President Trump previously described the tariff hikes as ‘a useful tool for negotiating fairer terms of trade’, perhaps expecting more negotiation to be on the cards.
But this remains to be seen as after China’s latest retaliations, he rapidly posted on American social media platform Truth Social that: “CHINA PLAYED IT WRONG, THEY PANICKED – THE ONE THING THEY CANNOT AFFORD TO DO!"
China also confirmed that a formal complaint had been filed against the United States with the WTO as of April 4 2025.
China’s first round of retaliation tariff hikes
China’s first round of tariff hikes earlier this year already showed that amongst the most heavily-hit products in this announcement were US exports of chicken, wheat and corn which have all been subjected to additional 15% tariffs.
“All forms of chicken, wheat and corn as well as related products will be subject to this additional taxation,” said the CTC.
“For chicken this applies whether it is fresh or frozen, whole chicken or parts of the chicken, canned or processed in other ways; for wheat and corn it applies across both agricultural and consumption uses, covering the whole product or milled into flour.”
This would be a particularly severe blow for the US chicken exports market, as China was the third-largest export destination for US chickens in 2024, according to data from the US National Chicken Council.
In addition to chicken, wheat and corn imports, a tariff increase of 10% were also implemented on the other 700-odd agri-food products list, including sorghum, soybeans, pork, beef, aquatic products, fruits, vegetables, and dairy products.
The Observatory of Economic Complexity (OEC) has reported wheat exports to China in November 2024 to make up US$75.5mn (out of a total of US$418mn in global exports); and corn exports to China in 2023 as US$2.22bn (out of a global total of US$14.4bn).
How it all started
One of President Donald Trump’s first moves after reclaiming the White House earlier this year was to impose additional tariffs to ‘address an emergency situation’ of an ‘extraordinary threat posed by illegal aliens and drugs including fentanyl’, which his office claimed to constitute a ‘national emergency’.
“President Trump is taking bold action to hold Mexico, Canada, and China accountable to their promises of halting illegal immigration and stopping poisonous fentanyl and other drugs from flowing into our country,” a formal White House statement said.
“Chinese officials have failed to take the actions necessary to stem the flow of precursor chemicals to known criminal cartels and shut down money laundering by transnational criminal organizations.
“Tariffs are a powerful, proven source of leverage for protecting the national interest [so] President Trump is using the tools at hand and taking decisive action.”
Following this, Trump - who has famously declared ‘tariff’ to be his favourite word – first announced an additional 10% tariff increase on China on March 3, taking the total additional tariffs to 20%.
This was swiftly followed by a hike of at least 10% tariff increases for all US trade partners on April 2 – maxing out at an additional 34% for China, making the overall tariff hike for the world’s second-largest economy 54% in total.
Other major tariff hikes beyond the blanket ban for APAC markets included Cambodia (49%), Vietnam (46%), India (26%) and Japan (24%).

COLLECTED DATA |

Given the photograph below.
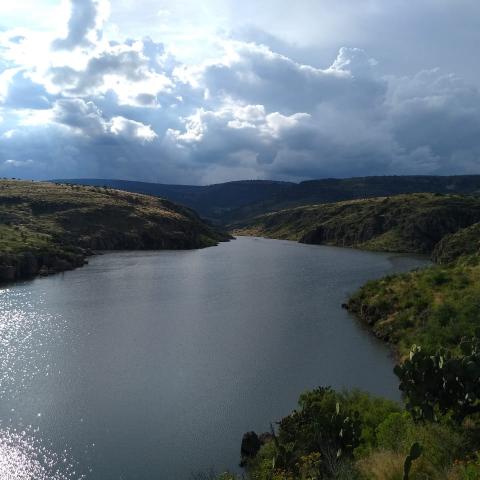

TASK DESCRIPTION | Reproduce the stretch from "How it all started" through "House statement said." in the passage on US-China tariffs, substituting "Oval Office" for "White House".

TASK OUTPUT |
How it all started
One of President Donald Trump’s first moves after reclaiming the Oval Office earlier this year was to impose additional tariffs to ‘address an emergency situation’ of an ‘extraordinary threat posed by illegal aliens and drugs including fentanyl’, which his office claimed to constitute a ‘national emergency’.
“President Trump is taking bold action to hold Mexico, Canada, and China accountable to their promises of halting illegal immigration and stopping poisonous fentanyl and other drugs from flowing into our country,” a formal Oval Office statement said.